> _WHAT IS NEEDED_:
Decide whether each statement below agrees with the passage on Lombroso. Answer yes or no for each, quoting the words of the passage that decide it. (a) The writer knows Lombroso's position on "racial hygiene." (b) Lombroso called the death-penalty "estrema selezione." (c) The campaign against pellagra was Lombroso's first notable contribution to social reform.

> _DOCUMENT SEGMENT_:
╭──

I am not aware what Lombroso’s position was as regards the most recent
conception among the methods of social reform—namely, the notion of
“racial hygiene”; nor do I know what he thought of the demand associated
with this notion for the deliberate breeding of supermen as the goal of
the social politics of the future.

Unquestionably he was one of the boldest revaluers of traditional
values; and he was always a convinced advocate of the view that the
inadequate powers of natural selection ought to be supplemented by the
deliberate selection (exclusion from reproduction) of anti-social
individuals. With this end in view he was ever the fearless champion of
the death-penalty, which he designated “estrema selezione.” Above all,
he put before himself as the goal of his life-work the elevation of
criminal law and the application of improved methods for the treatment
of criminals; freed from all metaphysical complexion, these should, he
considered, be numbered among the ultimate aims of social reform. Penal
measures, in his view, are the sole safeguard of social evolution! As
usual, in the case of medical men greatly interested in social reform,
it is difficult to determine in Lombroso’s case where his demands for
social reform end, and where the measures he claims as requirements of
public hygiene begin; speaking generally, whenever he touches on
hygienic questions—as, for instance, in the matter of pellagra—he takes
a comprehensive view, embracing also the preservation and improvement of
the race. The campaign against the most destructive endemic disease of
Italy—pellagra—was the first notable contribution to social reform made
by Lombroso in the years of his early manhood.

But to become a fanatical advocate of racial breeding, in the sense of
Gobineau and Houston Chamberlain, was rendered impossible to him by his
recognition of the multiplicity of the population of Italy. No
anthropologist was more intimately acquainted with the numerous and
fundamentally different types inhabiting this country than was the
discoverer of the mixed Africo-Hellene race of Calabria—the man who
united in his own personality all the highest endowments of the Jewish
spirit, and who from his study of the history of the Romance peoples of
the Mediterranean region had learned to recognize the importance of the
Semitic elements which have been intermingled in this region from the
earliest dawn of history.



                               CHAPTER V
               THE SIGNIFICANCE OF CRIMINAL ANTHROPOLOGY


The true significance of criminal anthropology is a matter with which
few outside Italy have any real acquaintance, and least of all do those
understand it who have most forcibly attacked Lombroso’s methods of work
on account of their alleged defects.

╰──

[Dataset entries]
╭──

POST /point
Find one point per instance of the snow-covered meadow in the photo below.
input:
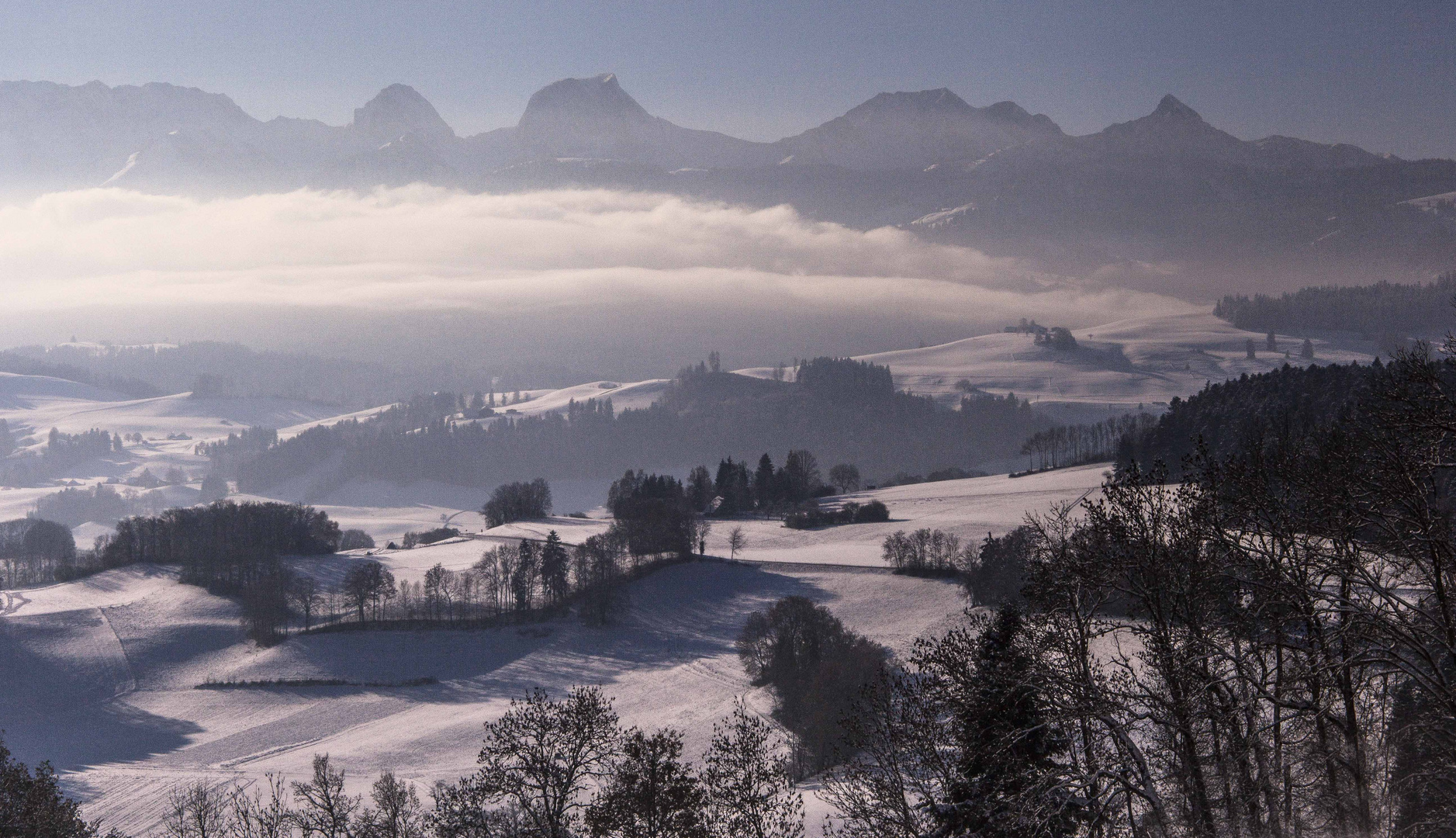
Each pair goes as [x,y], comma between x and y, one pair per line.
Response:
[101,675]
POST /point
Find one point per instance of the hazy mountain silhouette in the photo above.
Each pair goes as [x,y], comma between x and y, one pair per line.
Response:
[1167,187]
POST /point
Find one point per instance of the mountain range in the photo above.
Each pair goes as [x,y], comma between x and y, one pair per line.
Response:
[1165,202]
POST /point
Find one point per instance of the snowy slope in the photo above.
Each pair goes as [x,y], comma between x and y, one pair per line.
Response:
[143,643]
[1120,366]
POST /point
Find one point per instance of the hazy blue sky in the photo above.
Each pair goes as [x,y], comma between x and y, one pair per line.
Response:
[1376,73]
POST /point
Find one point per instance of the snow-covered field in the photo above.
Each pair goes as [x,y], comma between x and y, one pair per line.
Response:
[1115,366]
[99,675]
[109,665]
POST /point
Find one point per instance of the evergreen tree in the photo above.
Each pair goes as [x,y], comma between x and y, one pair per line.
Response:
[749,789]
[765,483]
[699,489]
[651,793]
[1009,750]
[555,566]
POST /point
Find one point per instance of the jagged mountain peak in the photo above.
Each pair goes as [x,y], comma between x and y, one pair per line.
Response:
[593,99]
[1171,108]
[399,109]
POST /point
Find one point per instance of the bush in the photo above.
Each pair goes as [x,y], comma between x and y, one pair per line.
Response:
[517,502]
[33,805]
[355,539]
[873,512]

╰──

> _REPLY TO THE EXERCISE_:
(a) No: "I am not aware what Lombroso’s position was as regards the most recent conception among the methods of social reform—namely, the notion of “racial hygiene”"
(b) Yes: "the death-penalty, which he designated “estrema selezione.”"
(c) Yes: "The campaign against the most destructive endemic disease of Italy—pellagra—was the first notable contribution to social reform made by Lombroso in the years of his early manhood."